**対象文**:

* * * * *

日本の建築業界は崩壊間際!? 設計から現場まで外国人だらけの現実! 森山高至氏 #452
(深田)
皆さんこんにちは。政経プラットフォーム、プロデューサーの深田萌絵です。今回は建築エコノミストの森山高至先生にお越しいただきました。先生、よろしくお願いします。
(森山)
よろしくお願いします。
(深田)
前回は建築業界のクルド人問題で、解体業者がクルド人ばかりで、人々の不安が増しているということなのですが、最近、建築現場では、日本語が聞こえてこないようです。なぜこのようなことになったのでしょうか?
(森山)
建築現場は本当に人手出不足になっています。建設業界に若い人が全然入ってもらえない。高齢者の方が70歳過ぎまで現場に出てくれていたのですが、後期高齢者になって、病気になったり、体が動かなくなり引退しています。物件を受注したものの職人がいないので、人をかき集めると、外国人たちも入ってきたということですね。
(深田)
では、なぜ若い人たちが入ってこないのでしょうか?
(森山)
一つには、昔に比べて建築現場の賃金が相対的に下がっているのです。
(深田)
結局『給料が安くなった問題』ですか?
(森山)
そうです。昭和40年代の高度成長期には、工事現場の職人はサラリーマンの3倍も4倍も、もらっていました。新卒サラリーマンの給料が数万円の時に「俺たちは十何万もらっているぞ」というのが建設現場でした。
(深田)
元気のいい人がたくさんいたのですね。
(森山)
「大手企業のサラリーマンは安定しているかもしれない。お前らはそこでコツコツやれ。俺たちはドカンと行くぜ」という風に、現場の人たちは頑張っていたのです。
(深田)
景気のいい業界だったのですね。
(森山)
雨が降ったら休みになり、体が資本なので怪我をしたら終わってしまう仕事なので「動いた分だけ金をくれ」と言うと、雇う側は「分かった、その場で払う」というような状況でした。
(深田)
その場で払うのですか?
(森山)
即金です。かつての建設現場の日雇労働者は即金なので、集まったのです。30年ぐらい前までは高田馬場の駅前で、日雇いの人をバスに乗せて工事現場まで行っていましたよ。

* * * * *

[データセットの抜粋]
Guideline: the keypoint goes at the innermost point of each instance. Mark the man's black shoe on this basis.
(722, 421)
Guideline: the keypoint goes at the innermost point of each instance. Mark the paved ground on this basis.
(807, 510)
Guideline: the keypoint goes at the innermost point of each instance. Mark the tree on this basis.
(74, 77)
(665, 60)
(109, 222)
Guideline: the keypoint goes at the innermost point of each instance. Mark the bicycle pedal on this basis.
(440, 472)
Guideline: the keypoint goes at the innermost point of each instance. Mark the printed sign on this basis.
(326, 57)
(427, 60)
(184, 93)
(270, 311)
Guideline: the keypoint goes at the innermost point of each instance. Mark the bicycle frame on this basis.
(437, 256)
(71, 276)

* * * * *

**課題 1**:
建築業界の人手不足をめぐる対談について、次の問いに答えてください。
(a) 70歳過ぎまで現場に出ていた高齢者が引退しているのはなぜだと述べられていますか。
(b) 昭和40年代の高度成長期、工事現場の職人はサラリーマンの何倍もらっていたとされていますか。
(c) 30年ぐらい前まで、日雇いの人をバスに乗せて工事現場へ向かっていたのはどこの駅前ですか。
**課題 2**: 建築業界の人手不足をめぐる対談を、最後の発言に続けて書き進めてください。

**解答 1**:
(a) 後期高齢者になり、病気になったり体が動かなくなったりしたためです。
(b) 3倍も4倍もです。
(c) 高田馬場の駅前です。

**解答 2**:
(深田)
そうなんですか!
(森山)
そうですよ。僕が学生の時はそういうバイトがあって、即金のアルバイトならば、みんな行きましたよ。『あっ、明日払う電話代がない!今日は働きに行こう』という感じです。
(深田)
今はそうではなくなったのですか?
(森山)
今はだめでしょう。雇用契約などもあるので、いきなり働ける現場はほとんどないのではないですか。
大阪では以前暴動があった釜ヶ崎(大阪市西成区)、東京では山谷(台東区)です。日雇労働者向けの木賃宿(簡易宿泊所)のような施設があって、日雇いの仕事を求めている人が集まっているような街で、今はないでしょう。
高度成長期には、そのような人たちがいたので、工事現場は動いていました。今はものすごく建設投資が行われているのに、そのような労働者の街がないので、労働者不足であることは明らかですよ。
(深田)
なぜ労働者の街が消えたのでしょうか?
(森山)
少子高齢化が原因です。また、同じ(待遇で)働くのであれば、工事現場よりもホワイトカラー(事務職)がいいと、皆さんがそう思っているからです。
(深田)
『肉体労働ではなくて』ということですよね。
(森山)
だから、少し多めに稼がさないと働かないですよ。
(深田)
そうですよね。『同じ時給でこれだけの重労働はできない』と思いますよね。
(森山)
それから、昔はデスクワークをしていると、上司や同僚からうるさく言われるのが嫌で『もっと気持ちよく働いてすぐお金をもられるところがいいな』と職人の世界に来た人もいました。働いた分だけもらえるというのは気持も楽で、変なストレスがありません。
(深田)
その結果、今の有効求人倍率は解体事業者が9倍、事務職は0.4倍になっています。
(森山)
あとは、イメージもあります。母親が子供に職人になることをあまり勧めないのではないですか? やはり母親は影響力があります。子供たちの将来のことに口を出して、息子が「俺は腕一本でいく」と言ったとしても「やめなさい」と言うのでしょう。
(深田)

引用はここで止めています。